Required task: Locate the line that contains "of the green". Print it and each following line through the end of the listing, verbatim, and nothing more.

(Records from a dataset)
▶

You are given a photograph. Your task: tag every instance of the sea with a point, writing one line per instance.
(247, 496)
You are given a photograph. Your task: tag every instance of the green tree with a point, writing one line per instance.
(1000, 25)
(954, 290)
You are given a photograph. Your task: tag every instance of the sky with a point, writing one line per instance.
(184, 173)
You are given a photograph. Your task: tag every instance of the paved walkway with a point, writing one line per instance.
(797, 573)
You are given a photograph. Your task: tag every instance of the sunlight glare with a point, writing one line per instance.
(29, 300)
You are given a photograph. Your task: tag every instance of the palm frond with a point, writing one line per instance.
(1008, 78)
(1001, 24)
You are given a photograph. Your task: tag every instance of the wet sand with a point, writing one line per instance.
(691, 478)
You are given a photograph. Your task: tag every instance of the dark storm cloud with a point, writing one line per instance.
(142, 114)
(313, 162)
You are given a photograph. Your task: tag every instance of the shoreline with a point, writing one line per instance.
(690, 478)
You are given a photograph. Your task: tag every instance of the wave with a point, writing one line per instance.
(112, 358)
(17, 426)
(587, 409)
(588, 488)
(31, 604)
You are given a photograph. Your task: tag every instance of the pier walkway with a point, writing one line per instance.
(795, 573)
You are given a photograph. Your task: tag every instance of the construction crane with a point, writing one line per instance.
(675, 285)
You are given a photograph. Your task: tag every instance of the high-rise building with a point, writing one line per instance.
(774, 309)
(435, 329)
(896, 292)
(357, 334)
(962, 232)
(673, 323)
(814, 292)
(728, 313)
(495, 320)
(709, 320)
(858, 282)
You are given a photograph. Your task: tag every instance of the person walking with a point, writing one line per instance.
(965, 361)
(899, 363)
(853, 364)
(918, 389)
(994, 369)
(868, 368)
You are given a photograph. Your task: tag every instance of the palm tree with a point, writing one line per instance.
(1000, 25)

◀

Task solution:
You are given a photograph. Your task: tag every instance of the green tree with a point, writing one line per instance.
(1000, 25)
(954, 290)
You are given a photograph. Your task: tag every instance of the sky with a point, writing one line per instance.
(184, 173)
You are given a photograph. Your task: tag every instance of the paved walkway with a point, writing one line per instance.
(797, 573)
You are given a photograph. Your task: tag every instance of the sunlight glare with a point, writing one line per instance.
(29, 300)
You are given a photograph. Your task: tag every instance of the palm frond with a point, writing one line per instance.
(1008, 78)
(1001, 24)
You are given a photograph. Your task: tag every instance of the wet sand with a point, writing one line per instance.
(691, 478)
You are given a photograph. Your task: tag every instance of the dark storm cloud with a point, writing one line per instance.
(142, 114)
(313, 162)
You are given a photograph. Your task: tag every instance of the shoreline with a point, writing one line per instance.
(690, 478)
You are given a photograph. Your task: tag every instance of the wave with a point, writing one line per instance.
(112, 358)
(17, 426)
(587, 409)
(588, 488)
(31, 604)
You are given a photograph. Your task: tag every instance of the pier walkway with a point, writing one line per instance.
(795, 573)
You are given a photograph. Your task: tag every instance of the construction crane with a point, writing one line per instance.
(675, 285)
You are given a photograph. Your task: tag every instance of the high-rise building with a point, writing one line per instance.
(774, 309)
(435, 329)
(896, 292)
(357, 334)
(962, 232)
(673, 323)
(814, 292)
(728, 313)
(495, 320)
(709, 320)
(858, 282)
You are given a photograph. Your task: tag every instance of the person walking with a point, writing one line per instance.
(965, 361)
(899, 363)
(853, 364)
(918, 389)
(994, 369)
(868, 368)
You are given a photograph. Your task: tag every instance of the palm tree with a point, writing one line per instance.
(1000, 25)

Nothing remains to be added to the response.